> _Texto da página_:
Durante uma inspeção da Vigilância Sanitária, foi constatado que o local não atendia aos padrões mínimos exigidos para operar no setor regulado. Além disso, a Soldiers falhou em um ponto crucial: a qualificação do fornecedor e a auditoria das instalações antes de firmar a parceria. O resultado foi a interdição do terceirista, uma repercussão negativa significativa para a marca e potenciais riscos à saúde dos consumidores.
O caso ilustra como os procedimentos não podem ficar apenas no papel. Contratar um fornecedor sem garantir que ele atenda aos requisitos legais e técnicos é um erro que compromete não só a qualidade do produto, mas a reputação e a viabilidade da empresa.

[Itens de identificação de localização]
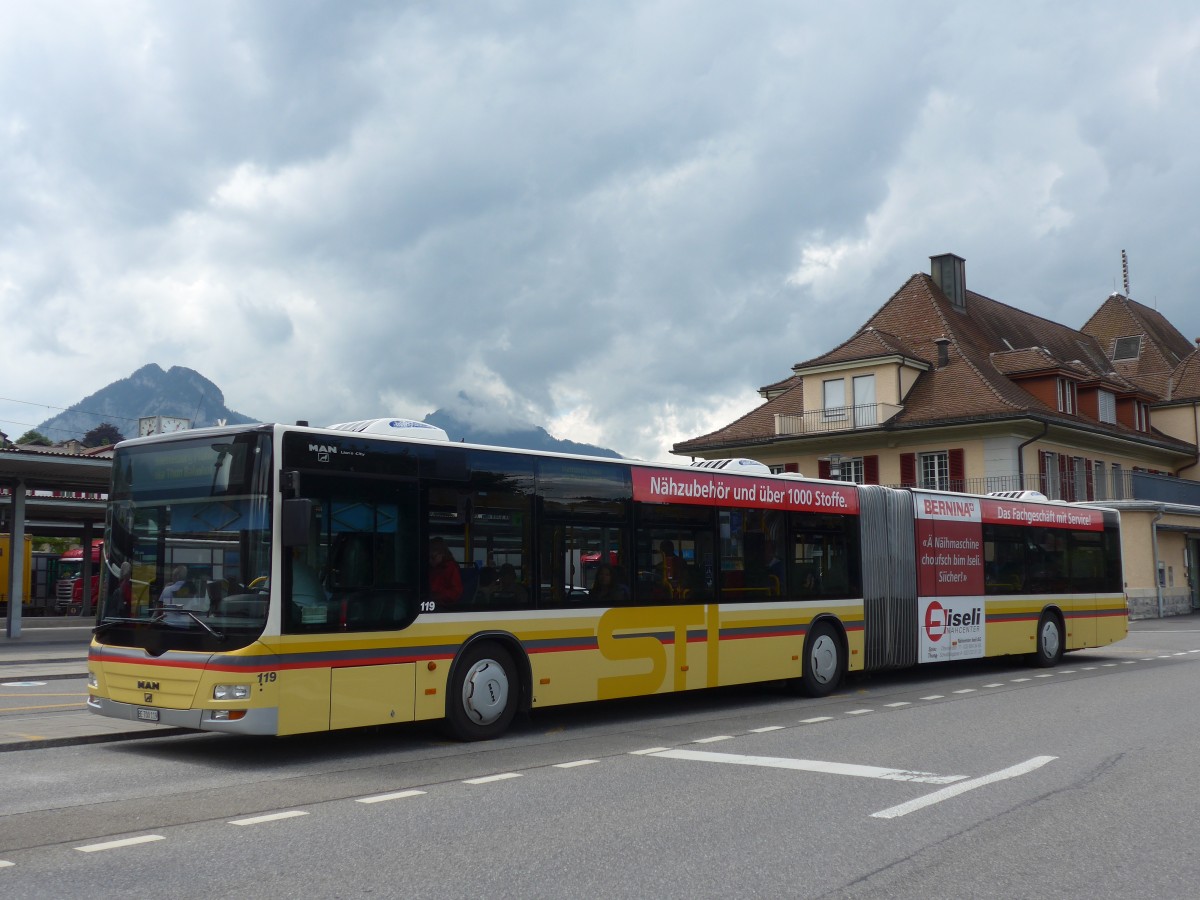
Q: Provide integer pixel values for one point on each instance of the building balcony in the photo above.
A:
(821, 421)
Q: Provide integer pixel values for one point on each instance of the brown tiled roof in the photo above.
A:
(988, 342)
(1162, 348)
(755, 425)
(1186, 378)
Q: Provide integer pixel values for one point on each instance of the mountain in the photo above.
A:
(178, 391)
(529, 437)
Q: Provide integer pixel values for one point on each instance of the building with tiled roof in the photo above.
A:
(948, 389)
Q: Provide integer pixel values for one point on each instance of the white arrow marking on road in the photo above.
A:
(946, 793)
(831, 768)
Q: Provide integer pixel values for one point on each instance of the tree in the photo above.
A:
(102, 435)
(36, 438)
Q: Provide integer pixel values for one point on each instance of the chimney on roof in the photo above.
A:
(943, 352)
(949, 273)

> _O que produzir_:
Prossiga o texto sobre a qualificação de fornecedores a partir de sua última frase.

> _Resultado da tarefa_:
Esse cenário não é isolado. Um estudo realizado pela Vigilância Sanitária de Minas Gerais, em 2020, revelou que as irregularidades mais comuns em estabelecimentos sujeitos a controle sanitário estavam relacionadas à documentação e à garantia de qualidade, representando 66,09% dos casos. Problemas como ausência ou vencimento de alvarás sanitários, falta de manuais de normas e rotinas e a inexistência de procedimentos operacionais são exemplos das não conformidades verificadas nessa categoria.
O segundo ponto mais crítico identificado foi a inadequação da estrutura física dos estabelecimentos, seguida pela falta de organização e higiene.
A licença sanitária é apenas o ponto de partida para a regularização, mas o estudo reforça que a gestão da qualidade deve ir além de um conjunto de documentos, ela precisa estar ser integrada às práticas diárias do estabelecimento. Regularizar a empresa não é um evento pontual, mas um processo contínuo. Após a obtenção da licença inicial, é essencial manter o controle dos processos e da documentação, evitando assim penalidades e interrupções nas atividades.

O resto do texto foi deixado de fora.